# Description of the task:
Show every line of the listing below that contains the word "white", copying each such line in full. Case counts.

# Records for the task:
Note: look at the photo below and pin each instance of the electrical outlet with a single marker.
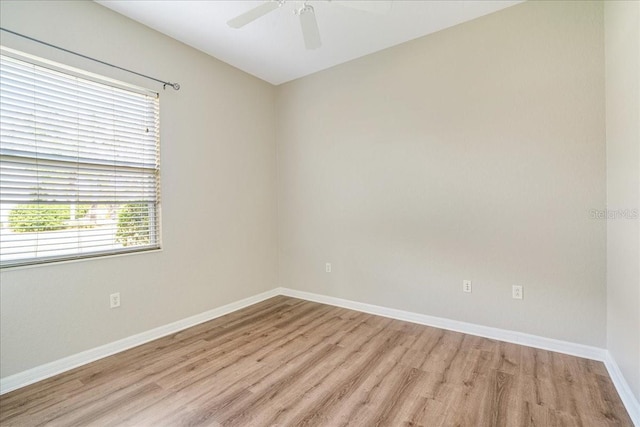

---

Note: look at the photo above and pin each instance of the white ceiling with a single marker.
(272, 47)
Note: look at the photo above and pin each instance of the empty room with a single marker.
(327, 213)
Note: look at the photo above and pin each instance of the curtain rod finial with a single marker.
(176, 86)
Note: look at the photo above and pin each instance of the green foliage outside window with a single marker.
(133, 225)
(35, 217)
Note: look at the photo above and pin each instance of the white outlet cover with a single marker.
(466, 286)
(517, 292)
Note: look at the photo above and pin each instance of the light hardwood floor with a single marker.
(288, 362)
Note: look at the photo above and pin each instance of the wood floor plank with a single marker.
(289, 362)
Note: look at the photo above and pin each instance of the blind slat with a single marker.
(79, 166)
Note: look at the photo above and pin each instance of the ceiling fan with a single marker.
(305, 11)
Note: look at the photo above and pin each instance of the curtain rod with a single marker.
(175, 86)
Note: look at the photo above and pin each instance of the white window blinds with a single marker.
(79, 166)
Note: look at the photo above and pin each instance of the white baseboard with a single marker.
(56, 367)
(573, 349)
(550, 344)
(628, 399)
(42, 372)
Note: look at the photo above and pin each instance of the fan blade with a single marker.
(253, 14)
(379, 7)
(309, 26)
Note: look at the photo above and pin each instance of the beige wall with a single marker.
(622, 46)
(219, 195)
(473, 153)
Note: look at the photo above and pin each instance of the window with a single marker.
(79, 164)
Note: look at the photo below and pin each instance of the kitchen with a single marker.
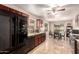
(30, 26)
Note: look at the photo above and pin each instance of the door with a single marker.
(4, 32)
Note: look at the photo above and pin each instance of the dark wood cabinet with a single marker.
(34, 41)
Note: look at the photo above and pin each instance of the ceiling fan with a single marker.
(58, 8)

==

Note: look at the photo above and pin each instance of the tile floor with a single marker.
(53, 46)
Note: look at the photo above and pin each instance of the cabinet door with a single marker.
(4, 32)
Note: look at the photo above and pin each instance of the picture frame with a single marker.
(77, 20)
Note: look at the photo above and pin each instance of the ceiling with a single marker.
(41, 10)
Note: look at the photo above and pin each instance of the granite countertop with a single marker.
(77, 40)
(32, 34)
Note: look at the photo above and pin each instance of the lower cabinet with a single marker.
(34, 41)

# Exercise output:
Note: look at the photo above and pin each instance of the white ceiling with a single marker.
Note: look at the photo above and pin each instance of the white outlet cover with a single marker.
Note: look at the photo above and pin each instance of the white window blinds with a single marker.
Note: look at the photo above and pin each instance of the white baseboard with a single marker.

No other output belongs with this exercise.